Starting at the line below that contains "Where can you see the side", print each line through the end of the records exactly as it appears.

▸ **Extracted material**
===

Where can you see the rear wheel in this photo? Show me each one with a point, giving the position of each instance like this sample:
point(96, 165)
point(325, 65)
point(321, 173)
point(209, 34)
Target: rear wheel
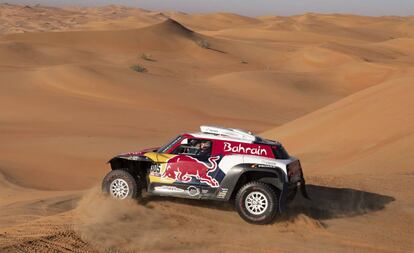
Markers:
point(257, 203)
point(120, 184)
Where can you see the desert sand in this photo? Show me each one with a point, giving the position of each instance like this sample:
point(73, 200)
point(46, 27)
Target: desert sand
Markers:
point(336, 90)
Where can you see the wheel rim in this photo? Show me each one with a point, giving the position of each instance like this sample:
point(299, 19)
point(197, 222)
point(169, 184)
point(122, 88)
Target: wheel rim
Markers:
point(119, 188)
point(256, 203)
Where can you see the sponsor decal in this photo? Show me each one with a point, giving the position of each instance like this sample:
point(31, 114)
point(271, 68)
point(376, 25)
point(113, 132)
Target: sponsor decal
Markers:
point(228, 147)
point(155, 170)
point(222, 193)
point(193, 191)
point(167, 188)
point(183, 168)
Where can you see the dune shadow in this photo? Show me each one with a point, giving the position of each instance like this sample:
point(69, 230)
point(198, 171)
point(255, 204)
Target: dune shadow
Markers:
point(330, 202)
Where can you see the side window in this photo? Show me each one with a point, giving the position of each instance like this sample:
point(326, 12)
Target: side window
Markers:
point(194, 147)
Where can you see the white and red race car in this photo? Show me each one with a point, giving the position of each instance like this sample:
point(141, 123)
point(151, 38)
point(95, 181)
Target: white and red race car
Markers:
point(217, 164)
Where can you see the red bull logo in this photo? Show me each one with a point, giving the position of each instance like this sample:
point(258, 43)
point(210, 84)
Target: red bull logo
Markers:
point(183, 168)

===

▸ **Result**
Where can you see the side window in this photo? Show me each one with a point, giving the position of each instance like this sample:
point(326, 12)
Target: side window
Markers:
point(194, 147)
Where can you see the white and red race car in this photo? Show me each one with a point, giving the position of each instance like this sample:
point(141, 123)
point(151, 38)
point(95, 181)
Target: white and red race car
Markers:
point(217, 164)
Where can you see the red bull logo in this photo? Show me each one with a point, giving the position of each instance like this sample:
point(258, 43)
point(210, 84)
Target: red bull logo
Markers:
point(183, 168)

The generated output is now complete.